§ Description of the task:
Write out every line of the material below verbatim, with no changes.
======== Data listing
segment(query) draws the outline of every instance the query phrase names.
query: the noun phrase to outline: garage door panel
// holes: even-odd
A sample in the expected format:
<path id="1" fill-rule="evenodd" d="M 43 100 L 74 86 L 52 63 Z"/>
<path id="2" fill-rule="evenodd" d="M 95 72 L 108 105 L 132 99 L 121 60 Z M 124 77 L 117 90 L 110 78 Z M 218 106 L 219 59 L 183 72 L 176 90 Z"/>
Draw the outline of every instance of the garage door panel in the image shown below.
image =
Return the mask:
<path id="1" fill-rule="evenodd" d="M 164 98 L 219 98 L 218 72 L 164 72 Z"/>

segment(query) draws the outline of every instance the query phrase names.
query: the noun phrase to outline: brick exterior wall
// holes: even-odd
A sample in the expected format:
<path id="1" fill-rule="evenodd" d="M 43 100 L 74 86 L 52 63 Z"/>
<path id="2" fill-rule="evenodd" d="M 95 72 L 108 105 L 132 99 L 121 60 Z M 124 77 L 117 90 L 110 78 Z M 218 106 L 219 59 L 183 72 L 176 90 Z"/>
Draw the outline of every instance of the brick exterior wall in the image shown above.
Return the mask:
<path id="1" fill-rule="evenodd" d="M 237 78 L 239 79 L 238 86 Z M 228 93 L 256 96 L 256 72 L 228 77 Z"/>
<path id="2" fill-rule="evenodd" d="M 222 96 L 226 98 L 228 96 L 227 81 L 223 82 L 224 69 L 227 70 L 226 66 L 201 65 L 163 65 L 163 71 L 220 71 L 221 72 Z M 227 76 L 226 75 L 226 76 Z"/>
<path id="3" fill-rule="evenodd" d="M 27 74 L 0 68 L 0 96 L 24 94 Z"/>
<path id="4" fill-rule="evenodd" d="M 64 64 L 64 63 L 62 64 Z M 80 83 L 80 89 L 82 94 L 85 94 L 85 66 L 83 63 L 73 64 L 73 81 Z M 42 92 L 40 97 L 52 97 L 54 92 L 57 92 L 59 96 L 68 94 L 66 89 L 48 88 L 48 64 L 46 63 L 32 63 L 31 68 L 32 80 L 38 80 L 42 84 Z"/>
================
§ The completed task:
segment(query) draws the outline of every instance the query phrase names.
query: the noun phrase to outline: garage door panel
// holes: even-odd
A sample in the expected format:
<path id="1" fill-rule="evenodd" d="M 43 100 L 74 86 L 52 63 Z"/>
<path id="2" fill-rule="evenodd" d="M 95 72 L 108 105 L 132 99 L 121 60 Z M 124 77 L 117 90 L 110 78 Z M 218 106 L 219 59 L 183 72 L 176 90 Z"/>
Draw the outline of every instance of the garage door panel in the image shown below.
image =
Return the mask:
<path id="1" fill-rule="evenodd" d="M 164 98 L 219 98 L 218 72 L 164 72 Z"/>

segment(query) draws the outline of every instance the query phrase names.
query: the noun phrase to outline: brick exterior wall
// holes: even-odd
A sample in the expected format:
<path id="1" fill-rule="evenodd" d="M 43 100 L 74 86 L 52 63 Z"/>
<path id="2" fill-rule="evenodd" d="M 95 72 L 108 105 L 132 99 L 121 60 Z M 124 77 L 117 90 L 110 78 Z M 218 106 L 219 59 L 183 72 L 176 90 Z"/>
Draw the outline of every instance of the brick exterior wall in the image shown above.
Return the mask:
<path id="1" fill-rule="evenodd" d="M 237 78 L 239 79 L 238 86 Z M 228 93 L 256 96 L 256 72 L 228 77 Z"/>
<path id="2" fill-rule="evenodd" d="M 222 96 L 226 98 L 228 96 L 227 81 L 223 82 L 224 69 L 227 70 L 226 66 L 201 65 L 163 65 L 163 71 L 220 71 L 221 72 Z M 227 76 L 226 75 L 226 76 Z"/>
<path id="3" fill-rule="evenodd" d="M 27 74 L 0 68 L 0 96 L 24 94 Z"/>
<path id="4" fill-rule="evenodd" d="M 64 64 L 64 63 L 62 64 Z M 80 83 L 80 89 L 82 94 L 85 94 L 85 66 L 83 63 L 73 64 L 73 81 Z M 42 92 L 40 97 L 52 97 L 54 92 L 57 92 L 59 96 L 68 94 L 66 89 L 48 88 L 48 64 L 46 63 L 32 63 L 31 68 L 32 80 L 38 80 L 42 84 Z"/>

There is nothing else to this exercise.